Please write what comes next in the news text about the Nigeria Labour Congress protest over the national minimum wage, picking up after its final sentence.

Text extract
┄┄┄┄┄┄

The protest, to hold on March 10, followed the ongoing efforts to transfer the national minimum wage from the exclusive list to the concurrent legislative list.

The labour movement also frowned on the ongoing fuel scarcity in the country, threatening to picket petrol stations hoarding petroleum products.

These decisions were taken yesterday at an emergency National Executive Council (NEC) meeting of the Nigeria Labour Congress (NLC) in Abuja.

NLC President, Dr. Ayuba Wabba, told reporters after the meeting that the attention of workers had been drawn to a bill sponsored by Hon. Garba Datti Mohammed, a member of the National Assembly representing Sabon Gari Federal Constituency in Kaduna State, which seeks to move the national minimum wage from the exclusive list to the concurrent list in the 1999 Constitution, as amended.

He said the NLC also rejected another bill to establish State Judicial Councils.
Wabba said the NLC viewed the moves to decentralise the minimum wage negotiations as politically motivated.

“After careful deliberations of the issues, the NEC decided that there will be a national protest commencing from March 10 in the Federal Capital Territory (FCT) and especially the National Assembly. NEC resolved that the protest will be concurrently held in all the 36 states of the federation and to the different state Houses of Assembly across Nigeria,” he added.

He said the protest was to make a strong statement that Nigerian workers “would not allow hard-fought rights, which are global standards, to be bastardised by opportunistic and narrow-minded politicians.”

┄┄┄┄┄┄

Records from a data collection
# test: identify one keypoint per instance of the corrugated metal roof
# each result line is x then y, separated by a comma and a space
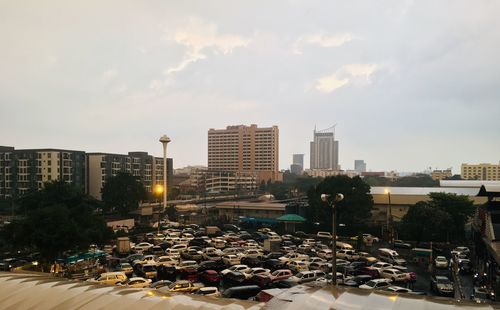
423, 191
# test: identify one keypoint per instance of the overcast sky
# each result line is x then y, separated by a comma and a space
410, 84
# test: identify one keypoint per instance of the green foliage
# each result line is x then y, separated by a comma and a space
122, 193
353, 211
442, 218
58, 218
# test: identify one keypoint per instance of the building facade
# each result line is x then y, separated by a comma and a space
324, 150
25, 170
360, 165
147, 168
484, 172
245, 149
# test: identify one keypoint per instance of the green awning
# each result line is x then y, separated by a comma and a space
291, 218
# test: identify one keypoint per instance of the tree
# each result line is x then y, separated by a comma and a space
442, 218
353, 211
58, 218
122, 193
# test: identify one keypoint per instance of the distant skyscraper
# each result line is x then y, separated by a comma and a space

┄┄┄┄┄┄

Answer to this task
He stated that apart from creating minimum wage variations across states, it will introduce politics into the wage determination and negate the collective bargaining principle.

“It will lead to a hostile industrial space with diminished productivity and national security implications.

“In the light of the foregoing, the NEC called on President Muhammadu Buhari not to allow fifth columnists masquerading as politicians to derail his government by railroading the legislature into removing the national minimum wage from the exclusive list to the concurrent list,” he said.

Wabba added that the NEC has empowered the NLC leadership to work with the Trade Union Congress (TUC) to actualise workers’ objective in this direction.

He also expressed concern about the hoarding of petroleum products, which is causing a scarcity in major cities.

“The NEC warned that should the current artificial scarcity persists, that the various leadership structures of the NLC should picket petrol stations found to be inflicting pains on Nigerians,” he stated.